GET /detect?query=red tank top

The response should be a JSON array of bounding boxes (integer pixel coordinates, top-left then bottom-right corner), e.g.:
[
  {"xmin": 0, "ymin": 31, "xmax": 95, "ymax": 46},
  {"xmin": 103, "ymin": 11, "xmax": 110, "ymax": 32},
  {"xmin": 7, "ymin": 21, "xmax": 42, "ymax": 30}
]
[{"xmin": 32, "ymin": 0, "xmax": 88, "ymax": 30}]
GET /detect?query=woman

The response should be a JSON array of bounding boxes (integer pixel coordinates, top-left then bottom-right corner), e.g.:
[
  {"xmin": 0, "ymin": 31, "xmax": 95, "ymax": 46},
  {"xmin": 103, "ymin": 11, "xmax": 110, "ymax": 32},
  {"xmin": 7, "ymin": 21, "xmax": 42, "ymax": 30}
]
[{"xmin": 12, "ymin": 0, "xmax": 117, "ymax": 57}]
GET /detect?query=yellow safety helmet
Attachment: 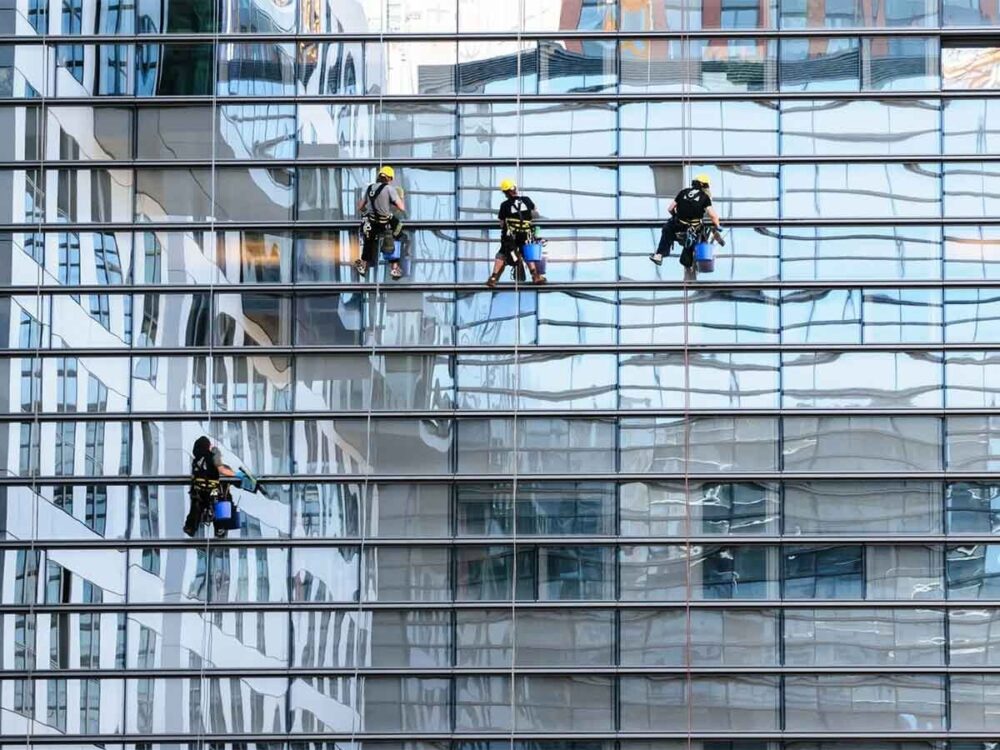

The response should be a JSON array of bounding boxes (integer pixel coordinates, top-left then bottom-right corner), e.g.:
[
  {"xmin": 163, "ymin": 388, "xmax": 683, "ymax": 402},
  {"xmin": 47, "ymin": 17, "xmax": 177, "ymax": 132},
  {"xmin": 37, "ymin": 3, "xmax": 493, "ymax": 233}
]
[
  {"xmin": 499, "ymin": 178, "xmax": 516, "ymax": 192},
  {"xmin": 378, "ymin": 165, "xmax": 395, "ymax": 180},
  {"xmin": 693, "ymin": 173, "xmax": 710, "ymax": 187}
]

— WHAT NEEDS TO BE DONE —
A faithful copy of the entries above is needed, one that contains no images.

— ANSWER SPACE —
GET /detect?query=red tank top

The response should be a JSON array of bounding boxes (integer pixel coordinates, top-left then bottom-right corner), e.g.:
[
  {"xmin": 0, "ymin": 31, "xmax": 95, "ymax": 46},
  {"xmin": 103, "ymin": 11, "xmax": 110, "ymax": 32},
  {"xmin": 7, "ymin": 21, "xmax": 42, "ymax": 30}
]
[{"xmin": 32, "ymin": 0, "xmax": 88, "ymax": 30}]
GET /detect?query=woman

The response should be a JSON array of bounding boxes (integer pixel coordinates, top-left then bottom-right corner), e.g.:
[
  {"xmin": 0, "ymin": 31, "xmax": 95, "ymax": 46},
  {"xmin": 103, "ymin": 11, "xmax": 110, "ymax": 32},
  {"xmin": 7, "ymin": 21, "xmax": 42, "ymax": 30}
]
[{"xmin": 12, "ymin": 0, "xmax": 117, "ymax": 57}]
GET /detect?query=yellow safety helmet
Attachment: 

The response should be a JSON array of bounding boxes (integer pixel coordinates, top-left then bottom-right corner), e.g.:
[
  {"xmin": 163, "ymin": 388, "xmax": 683, "ymax": 402},
  {"xmin": 47, "ymin": 17, "xmax": 177, "ymax": 132},
  {"xmin": 37, "ymin": 3, "xmax": 493, "ymax": 233}
]
[
  {"xmin": 499, "ymin": 178, "xmax": 516, "ymax": 192},
  {"xmin": 378, "ymin": 165, "xmax": 395, "ymax": 180},
  {"xmin": 693, "ymin": 173, "xmax": 710, "ymax": 187}
]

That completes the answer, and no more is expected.